• YOUR GOAL
Retype the entries below exactly, dropping the images.

Referring expression data:
..........
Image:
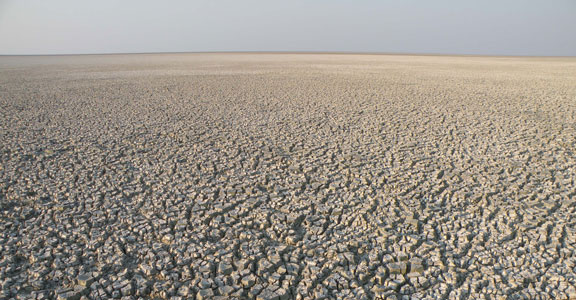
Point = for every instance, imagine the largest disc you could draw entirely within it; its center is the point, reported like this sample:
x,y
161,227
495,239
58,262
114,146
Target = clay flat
x,y
287,176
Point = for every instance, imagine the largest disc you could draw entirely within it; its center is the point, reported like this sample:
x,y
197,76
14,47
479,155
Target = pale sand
x,y
288,176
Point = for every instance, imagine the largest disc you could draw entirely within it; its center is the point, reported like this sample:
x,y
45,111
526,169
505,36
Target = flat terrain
x,y
287,176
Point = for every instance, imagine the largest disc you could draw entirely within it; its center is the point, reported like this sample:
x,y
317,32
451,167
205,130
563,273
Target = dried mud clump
x,y
269,176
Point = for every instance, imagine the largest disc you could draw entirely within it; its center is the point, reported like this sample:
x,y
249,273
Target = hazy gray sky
x,y
508,27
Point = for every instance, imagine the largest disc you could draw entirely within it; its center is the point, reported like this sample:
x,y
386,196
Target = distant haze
x,y
493,27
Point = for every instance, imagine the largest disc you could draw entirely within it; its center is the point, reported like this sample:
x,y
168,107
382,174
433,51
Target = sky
x,y
490,27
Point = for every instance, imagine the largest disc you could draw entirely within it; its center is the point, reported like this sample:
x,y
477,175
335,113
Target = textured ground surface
x,y
287,176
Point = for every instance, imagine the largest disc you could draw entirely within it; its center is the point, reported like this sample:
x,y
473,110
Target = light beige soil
x,y
288,176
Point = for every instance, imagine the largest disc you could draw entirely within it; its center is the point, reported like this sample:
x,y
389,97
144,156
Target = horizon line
x,y
298,52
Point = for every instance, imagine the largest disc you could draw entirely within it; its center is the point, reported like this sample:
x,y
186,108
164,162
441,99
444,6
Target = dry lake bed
x,y
287,176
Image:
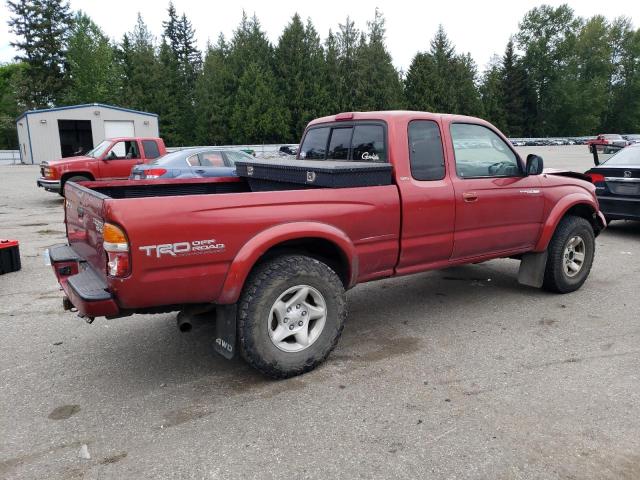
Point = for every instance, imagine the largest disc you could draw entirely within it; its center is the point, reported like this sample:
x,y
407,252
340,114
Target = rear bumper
x,y
84,287
620,208
49,185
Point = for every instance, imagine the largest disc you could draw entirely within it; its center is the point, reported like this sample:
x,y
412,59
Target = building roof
x,y
86,105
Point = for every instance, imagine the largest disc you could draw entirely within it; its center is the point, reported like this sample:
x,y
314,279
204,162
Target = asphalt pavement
x,y
456,374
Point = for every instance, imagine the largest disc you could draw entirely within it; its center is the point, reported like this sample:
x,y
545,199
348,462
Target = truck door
x,y
427,199
498,207
120,159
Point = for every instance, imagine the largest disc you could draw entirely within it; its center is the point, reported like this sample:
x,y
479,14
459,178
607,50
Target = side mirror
x,y
534,164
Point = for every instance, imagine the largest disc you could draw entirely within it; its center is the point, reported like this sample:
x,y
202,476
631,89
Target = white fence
x,y
12,157
9,157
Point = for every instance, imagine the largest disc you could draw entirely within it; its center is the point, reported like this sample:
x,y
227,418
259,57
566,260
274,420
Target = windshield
x,y
175,158
98,151
626,157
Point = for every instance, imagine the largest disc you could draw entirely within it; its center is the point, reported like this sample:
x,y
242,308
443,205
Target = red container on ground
x,y
9,256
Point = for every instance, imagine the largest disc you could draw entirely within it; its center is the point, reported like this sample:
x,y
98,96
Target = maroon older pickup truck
x,y
275,264
110,159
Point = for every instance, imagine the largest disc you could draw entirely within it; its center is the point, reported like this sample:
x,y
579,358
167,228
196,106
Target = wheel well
x,y
588,213
67,176
318,248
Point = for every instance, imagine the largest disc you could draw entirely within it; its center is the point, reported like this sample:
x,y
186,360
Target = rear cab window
x,y
211,159
480,152
151,149
426,156
346,141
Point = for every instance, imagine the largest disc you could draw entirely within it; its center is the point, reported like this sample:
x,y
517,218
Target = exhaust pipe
x,y
184,323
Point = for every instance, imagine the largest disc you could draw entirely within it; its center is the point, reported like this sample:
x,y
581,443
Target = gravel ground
x,y
452,374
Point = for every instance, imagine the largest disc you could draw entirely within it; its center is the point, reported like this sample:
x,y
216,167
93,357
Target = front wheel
x,y
75,178
291,315
570,255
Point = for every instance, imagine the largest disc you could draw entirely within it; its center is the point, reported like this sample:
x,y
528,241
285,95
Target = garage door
x,y
118,128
..........
• TASK RESPONSE
Image:
Point = for every instance, imagine the largest disc you could draw entirely within it; its center is the point, reported like this sample:
x,y
161,227
495,239
58,262
114,146
Target = clay flat
x,y
287,176
Point = for every instance, imagine the largest disc you could draw entirely within it; its center is the point, reported like this sample:
x,y
197,76
14,47
479,155
Target = pale sand
x,y
288,176
Point = for every instance, imagine the largest disc you could draw entirely within it; its center is the point, reported like this sample:
x,y
45,111
526,169
505,36
Target = flat terrain
x,y
287,176
Point = for every instance, imagine the largest disc you could draw entirely within it; its center is the point, reported like this sample:
x,y
317,32
451,167
205,130
563,273
Target = dried mud clump
x,y
269,176
Point = for every instance, imagine the largest disc you could draw entirely within it; its center is the point, reported like this sample:
x,y
249,273
Target = hazy gray sky
x,y
508,27
Point = for every instance, imagine the largest disc you could draw entirely within it; its center is the point, reported like this sample:
x,y
386,196
Target = distant haze
x,y
493,27
Point = for every instance, imagine the largest disc you could draw entirely within it; its center is the point, reported like this sample:
x,y
168,107
382,174
433,51
Target = sky
x,y
490,27
Point = for every instance, imagine the largest disc you could draw entirely within it; its center is the point, reported like this sample:
x,y
477,175
335,113
Target = textured ground surface
x,y
287,176
Point = for every instance, imagine the largest disc you could draw entirely within it; its center is the point, reported like this sample:
x,y
473,110
Target = light beige soil
x,y
288,176
Point = for every instance, imagine the largest disc you could draw entirely within it; its center is the point, reported like this sample:
x,y
389,97
144,156
Target = horizon line
x,y
298,52
Point = for every instance, imagine the largest disc you could draw entirely within it; its center is the point, reported like this sample:
x,y
186,108
164,162
441,99
444,6
Target = dry lake bed
x,y
287,176
Image:
Point = for every instance, imagine the largest disc you could draw entirely within it; its center is the point, reported like this sample:
x,y
407,252
340,114
Target = rear bumper
x,y
84,287
620,208
49,185
Point = for every instance, imagine the largest disc you could draw entirely within it; its center is the point, reported like this sample:
x,y
412,59
Target = building roof
x,y
86,105
Point = for every instance, imagine the largest disc you could draw entirely within it; its center is the point, reported like this sample:
x,y
314,279
204,162
Target = asphalt pavement
x,y
456,374
Point = for every instance, imagine the largest disc you could draw entirely within it; its center is the point, reported like this sample:
x,y
545,199
348,462
Target = truck door
x,y
427,199
498,207
120,159
Point = for every instance, imagine the largest disc you could draw entirely within it; its center is the point, reported like this sample:
x,y
479,14
459,178
607,50
Target = side mirror
x,y
534,164
Point = for every instance, imagine the largest disc you could draw entirely within it; its center is the point, reported like this sample:
x,y
202,476
631,89
Target = white fence
x,y
12,157
9,157
Point = for every instance, imagine the largest disc you could draw entirely within it; its center is the point, reported like this sample:
x,y
227,418
259,57
566,260
274,420
Target = windshield
x,y
175,158
98,151
626,157
Point = for every instance, imagine the largest disc you could draw entirely within it; its center is the point, reported like this sample:
x,y
242,308
443,205
Target = red container on ground
x,y
9,256
Point = for every instance, imagine the largest disc you could draw entirely within it; its center is the point, reported like this sample:
x,y
98,96
Target = maroon older pickup truck
x,y
275,264
110,159
Point = for every instance, imagine the largest disc you could draw entirely within it; its center is the point, reported like this sample:
x,y
579,358
167,228
196,106
Target = wheel well
x,y
588,213
67,176
318,248
Point = for every instance, imagine the largest disc you could draw entirely within it; its center is the point, reported like this sample:
x,y
186,360
Target = rear cab window
x,y
211,159
480,152
151,149
426,156
346,141
Point = for every instance, imagine the largest disc you could draw entirely within it; its center is the point, reported like this sample:
x,y
517,218
Target = exhaust pipe
x,y
184,323
Point = for every instance, imagine the largest disc you could draw entirely within it; its center is the point, reported like this sample:
x,y
581,443
Target = gravel ground
x,y
452,374
Point = for every instance, imagine the largest disc you could draw entirely within it; its center is the point, reported like this sample:
x,y
216,167
93,357
Target = front wheel
x,y
75,178
291,315
570,255
Point = for every instance, imagine the largest disc you could draw entirely within it; its center is the point, reported like this sample:
x,y
528,241
285,95
Target = garage door
x,y
118,128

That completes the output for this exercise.